Copy out every row below, swapping "Drop the bounding box" for "Give the bounding box" wherever it occurs and leaving everything else as it is.
::::
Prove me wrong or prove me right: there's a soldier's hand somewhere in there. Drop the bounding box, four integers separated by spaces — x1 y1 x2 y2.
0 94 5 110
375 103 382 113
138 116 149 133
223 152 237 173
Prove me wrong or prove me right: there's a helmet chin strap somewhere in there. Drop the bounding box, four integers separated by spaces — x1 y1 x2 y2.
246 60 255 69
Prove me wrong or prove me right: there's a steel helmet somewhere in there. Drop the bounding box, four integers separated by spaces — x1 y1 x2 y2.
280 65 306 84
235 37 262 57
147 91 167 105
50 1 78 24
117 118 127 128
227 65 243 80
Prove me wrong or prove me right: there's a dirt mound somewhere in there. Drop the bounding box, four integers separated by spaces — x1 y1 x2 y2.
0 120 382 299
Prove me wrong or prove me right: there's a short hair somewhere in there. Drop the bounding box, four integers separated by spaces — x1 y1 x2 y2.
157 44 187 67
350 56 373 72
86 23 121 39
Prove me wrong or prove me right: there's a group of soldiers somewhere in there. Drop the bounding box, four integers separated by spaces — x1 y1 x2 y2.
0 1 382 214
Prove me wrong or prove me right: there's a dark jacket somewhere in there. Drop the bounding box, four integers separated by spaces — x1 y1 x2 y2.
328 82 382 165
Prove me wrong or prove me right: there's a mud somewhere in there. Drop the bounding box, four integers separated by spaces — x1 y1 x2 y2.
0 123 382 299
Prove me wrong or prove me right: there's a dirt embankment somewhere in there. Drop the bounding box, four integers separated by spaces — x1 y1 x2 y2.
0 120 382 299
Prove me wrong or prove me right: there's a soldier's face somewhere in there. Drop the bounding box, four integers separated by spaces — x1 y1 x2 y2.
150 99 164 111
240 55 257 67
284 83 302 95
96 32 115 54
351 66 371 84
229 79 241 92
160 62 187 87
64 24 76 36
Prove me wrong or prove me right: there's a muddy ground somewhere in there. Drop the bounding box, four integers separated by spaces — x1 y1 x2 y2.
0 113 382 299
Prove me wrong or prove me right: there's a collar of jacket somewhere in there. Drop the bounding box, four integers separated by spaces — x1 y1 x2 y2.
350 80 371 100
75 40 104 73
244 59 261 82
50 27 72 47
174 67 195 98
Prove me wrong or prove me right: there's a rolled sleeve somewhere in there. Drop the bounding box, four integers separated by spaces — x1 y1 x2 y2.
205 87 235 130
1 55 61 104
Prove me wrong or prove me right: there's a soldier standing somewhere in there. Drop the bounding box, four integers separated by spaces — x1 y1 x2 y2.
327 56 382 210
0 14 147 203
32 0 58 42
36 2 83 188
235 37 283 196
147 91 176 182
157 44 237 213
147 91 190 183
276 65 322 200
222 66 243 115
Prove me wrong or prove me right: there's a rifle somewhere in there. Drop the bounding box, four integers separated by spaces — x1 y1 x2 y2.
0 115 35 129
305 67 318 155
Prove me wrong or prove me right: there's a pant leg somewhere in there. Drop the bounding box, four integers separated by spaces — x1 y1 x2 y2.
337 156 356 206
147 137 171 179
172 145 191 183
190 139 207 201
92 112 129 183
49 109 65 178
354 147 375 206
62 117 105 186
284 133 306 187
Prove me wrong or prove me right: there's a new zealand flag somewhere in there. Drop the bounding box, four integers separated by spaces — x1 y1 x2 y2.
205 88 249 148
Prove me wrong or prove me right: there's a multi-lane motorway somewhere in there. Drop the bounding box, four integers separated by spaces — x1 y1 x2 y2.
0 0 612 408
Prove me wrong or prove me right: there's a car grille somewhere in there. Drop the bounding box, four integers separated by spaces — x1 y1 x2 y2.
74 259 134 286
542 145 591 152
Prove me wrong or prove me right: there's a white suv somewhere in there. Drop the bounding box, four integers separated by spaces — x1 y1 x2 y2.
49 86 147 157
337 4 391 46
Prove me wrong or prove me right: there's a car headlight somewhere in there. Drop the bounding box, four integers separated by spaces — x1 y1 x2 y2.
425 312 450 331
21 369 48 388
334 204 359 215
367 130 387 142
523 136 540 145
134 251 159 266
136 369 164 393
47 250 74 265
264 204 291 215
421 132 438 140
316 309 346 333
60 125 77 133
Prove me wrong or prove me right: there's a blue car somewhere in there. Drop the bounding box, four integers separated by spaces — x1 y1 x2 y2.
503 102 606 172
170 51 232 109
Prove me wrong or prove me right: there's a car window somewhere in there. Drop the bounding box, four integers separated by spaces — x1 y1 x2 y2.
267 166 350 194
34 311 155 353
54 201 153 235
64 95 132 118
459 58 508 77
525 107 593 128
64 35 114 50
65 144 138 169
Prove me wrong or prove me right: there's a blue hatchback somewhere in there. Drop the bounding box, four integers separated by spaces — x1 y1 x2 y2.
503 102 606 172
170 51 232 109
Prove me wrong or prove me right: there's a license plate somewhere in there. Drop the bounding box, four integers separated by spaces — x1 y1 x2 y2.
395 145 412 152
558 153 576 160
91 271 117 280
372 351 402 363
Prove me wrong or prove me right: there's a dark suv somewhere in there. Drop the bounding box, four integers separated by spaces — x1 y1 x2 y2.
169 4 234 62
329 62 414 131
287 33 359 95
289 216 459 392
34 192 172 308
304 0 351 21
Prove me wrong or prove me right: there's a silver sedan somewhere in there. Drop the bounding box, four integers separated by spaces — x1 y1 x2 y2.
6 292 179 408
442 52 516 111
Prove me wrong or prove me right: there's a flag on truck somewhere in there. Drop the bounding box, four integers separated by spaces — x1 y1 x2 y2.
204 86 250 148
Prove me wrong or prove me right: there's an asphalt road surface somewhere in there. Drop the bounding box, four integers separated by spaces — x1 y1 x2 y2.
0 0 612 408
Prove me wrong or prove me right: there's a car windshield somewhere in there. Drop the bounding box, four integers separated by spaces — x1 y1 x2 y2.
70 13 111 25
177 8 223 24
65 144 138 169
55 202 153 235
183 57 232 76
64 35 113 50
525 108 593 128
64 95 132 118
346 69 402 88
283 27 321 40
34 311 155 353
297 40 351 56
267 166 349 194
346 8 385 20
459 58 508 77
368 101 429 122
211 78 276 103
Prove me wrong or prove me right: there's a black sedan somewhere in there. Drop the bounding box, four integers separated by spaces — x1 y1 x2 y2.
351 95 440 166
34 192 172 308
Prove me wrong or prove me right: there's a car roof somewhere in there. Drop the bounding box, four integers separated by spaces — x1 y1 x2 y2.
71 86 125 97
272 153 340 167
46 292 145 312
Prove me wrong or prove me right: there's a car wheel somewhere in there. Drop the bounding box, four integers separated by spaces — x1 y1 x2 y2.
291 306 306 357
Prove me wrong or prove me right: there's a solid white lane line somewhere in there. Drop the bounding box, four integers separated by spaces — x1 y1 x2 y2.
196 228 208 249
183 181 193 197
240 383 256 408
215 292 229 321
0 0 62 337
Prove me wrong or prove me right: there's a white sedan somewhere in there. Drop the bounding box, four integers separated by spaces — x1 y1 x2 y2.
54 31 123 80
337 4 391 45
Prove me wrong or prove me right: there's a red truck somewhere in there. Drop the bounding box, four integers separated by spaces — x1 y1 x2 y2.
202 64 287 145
::::
__Answer to this exercise__
Prove me wrong or prove me right: there's a soldier's hand somewhere in there. Give the bounding box, four integers separated by spaces — x1 y1 x2 y2.
0 94 5 110
375 103 382 113
138 116 149 133
223 152 237 173
Prove me wrong or prove me right: there's a helmet chin strap somewhere in there. Give the bounding box, four integers separated by spaces — x1 y1 x2 y2.
246 60 255 69
Prove me wrong or prove me right: there's a steel helmet somewhere in there. Give the bounding box, four integers separated by spaces — x1 y1 x2 y2.
280 65 306 84
235 37 262 57
147 91 167 105
50 1 78 24
117 118 127 128
227 65 243 80
Prove me wrong or prove me right: there's a dirt mound somewhere in there. Give the bounding box, four integers separated by spaces — x1 y1 x2 y2.
0 120 382 299
Prove me wrong or prove me right: there's a short hair somewhere in there. Give the bounding box, four integers separated by spaces — x1 y1 x2 y2.
157 44 187 67
350 56 373 72
86 23 121 39
Prove me wrong or prove me right: there's a group of soldiers somewhere in there. Give the bounding box, four integers separated by spaces — x1 y1 x2 y2.
0 1 382 214
Prove me wrong or prove me right: there's a dark jacket somewhere in there. Give the bounding box, four integers separated by spaces — x1 y1 x2 y2.
328 82 382 165
Prove me wrong or prove me right: there's a mud somewhere in there. Give the bounding box, four integers separated by spaces — x1 y1 x2 y2.
0 123 382 299
Prove me wrong or prove me right: there's a dirt embankment somewhere in there. Give the bounding box, four integers separated by spaces — x1 y1 x2 y2.
0 120 382 299
Prove me wrong or prove me right: there's a soldier's face somewhere in there. Give the bounding box, four integers separated by spaces — x1 y1 x2 y2.
150 99 164 111
240 55 257 67
284 83 302 95
96 32 115 54
351 66 371 84
229 79 241 92
160 62 187 87
64 24 76 36
Prove me wrong or prove me right: there's a muddy ground somewhere in there. Give the bounding box, four integers separated by spaces — x1 y1 x2 y2.
0 113 382 299
Prove me wrong or prove me right: there's a collar of jacket somewhere in there. Give the bounding box, four integers separated by spaces — x1 y1 x2 y2.
350 80 371 100
75 40 104 73
244 59 261 82
50 27 72 47
174 67 195 98
Prove me wrong or prove me right: there's a rolled sleeve somewhere in there. Give the bounding box, four integers separated by spaces — x1 y1 x2 y2.
205 87 235 130
1 55 61 104
Prove me wrong or prove me right: there's a soldier standing somewhere in there. Give the bounding box, four integers separated by spaces — x1 y1 x2 y2.
327 56 382 210
0 14 147 203
32 0 58 42
36 2 83 188
235 37 283 196
147 91 176 182
157 44 237 213
147 91 190 183
276 65 322 200
222 66 243 115
Prove me wrong or prove me right: there's a rifle somewhere in there. Give the bounding box, four integers separated by spaces — x1 y1 x2 y2.
0 115 35 129
305 67 318 155
Prove me wrong or prove me right: there's a pant leg somewhere in there. Give the bounding box, four integers separated by spaces — x1 y1 x2 y2.
337 156 356 206
147 137 171 179
172 145 191 183
190 139 207 201
92 112 129 183
49 109 65 178
354 147 375 206
62 117 105 186
284 133 306 187
Prove me wrong or prove me right: there's a new zealand flag somewhere in there. Give the bounding box, four integers separated by spaces — x1 y1 x2 y2.
205 88 249 148
Prove me wrong or prove me right: there's a multi-lane motorway somewhere in there. Give the bounding box, four integers separated by spaces — x1 y1 x2 y2.
0 0 612 408
Prove me wrong or prove me right: there's a car grille somewhere in there. Give the bounding box, four integers separated by spaces — x1 y1 x2 y2.
74 259 134 286
542 145 591 152
Prove me wrong or prove me right: there's a white suv somewhere in there. Give the bounding box, four integers separated by spaces — x1 y1 x2 y2.
49 86 147 157
337 4 391 46
Prove me wrong or prove me right: there's a car headlight somewhere in there. Give the bounding box, four integers separated by spaces — x1 y1 x2 y2.
425 312 450 331
21 369 48 388
334 204 359 215
367 130 387 142
523 136 540 145
134 251 159 266
136 369 164 393
47 250 74 265
264 204 291 215
421 132 438 140
316 309 346 333
60 125 77 133
Prove me wrong or prove me right: there's a blue car somewhere in there. Give the bounding box, four integers separated by spaces — x1 y1 x2 y2.
503 102 606 172
170 51 232 109
Prove me wrong or prove me right: there's a car window somewhere in there. Give the bounding box, four integers separated by spaces — x1 y1 x2 y2.
267 166 350 194
34 311 155 353
54 201 153 235
64 95 132 118
459 58 508 77
525 107 593 128
64 35 114 50
65 144 138 169
Prove me wrong or prove me right: there's a blue hatchback somewhere in there. Give the bounding box, four integers separated by spaces — x1 y1 x2 y2.
503 102 606 172
170 51 232 109
Prove me wrong or prove me right: there's a license plate somewhere in there. Give the bounding box, four integers separated by spaces — x1 y1 x2 y2.
395 145 412 152
558 153 576 160
91 271 117 280
372 351 402 363
Prove me wrong or prove me right: there's a dark suv somewhere in there. Give the bounding box, four integers separated by spaces — x1 y1 x2 y2.
169 4 234 62
329 62 414 131
287 33 359 95
289 216 459 392
34 192 172 308
304 0 351 21
Prove me wrong or prove me right: there's a silver sedan somewhere in there. Give the bounding box, four integers separated by spaces — x1 y1 x2 y2.
6 292 179 408
442 52 516 111
Prove me wrong or prove me right: there's a flag on truck somewhere in there. Give the bounding box, four integers separated by spaces — x1 y1 x2 y2.
204 86 250 148
Prove me wrong or prove me right: there's an asphalt road surface somewhere in there. Give the bounding box, four integers separated by spaces — x1 y1 x2 y2.
0 0 612 408
Prove me wrong or prove me right: there's a car windshield somewhere in there. Give the bounding box, four integers separated by spaces — x1 y1 x2 y2.
70 13 111 25
177 8 223 24
65 144 138 169
55 202 153 235
183 57 232 76
64 35 113 50
525 108 593 128
64 95 132 118
346 69 402 88
283 27 321 40
34 311 155 353
297 40 351 56
267 166 349 194
346 8 385 20
459 58 508 77
368 101 429 122
211 78 276 103
Prove me wrong or prove me right: there's a black sedan somewhere in there. Give the bounding box, four integers separated by spaces — x1 y1 x2 y2.
351 95 440 166
34 192 172 308
Prove me wrong or prove me right: there's a car roof somewhere in there. Give the bounding box, four integers separated by spaces — x1 y1 x2 y2.
71 86 125 97
272 153 340 167
46 292 145 312
Prove me wrong or prove me right: there's a car wheel somewhere in there. Give the bounding box, four integers separated by spaces — x1 y1 x2 y2.
291 306 306 357
Prove me wrong or prove me right: there's a solid white lane line somewhere in there. Give the bounding box, four integers separated by spaces — x1 y1 x2 y2.
196 228 208 249
183 181 193 197
240 383 256 408
215 292 229 321
0 0 62 337
Prove me wrong or prove me right: there's a white sedan somewhere in there. Give the bounding box, four integers separated by spaces — x1 y1 x2 y2.
54 31 123 80
337 4 391 45
Prove me wrong or prove me right: there's a red truck somewhere in there. Give the bounding box, four integers separated by spaces — x1 y1 x2 y2.
202 64 287 145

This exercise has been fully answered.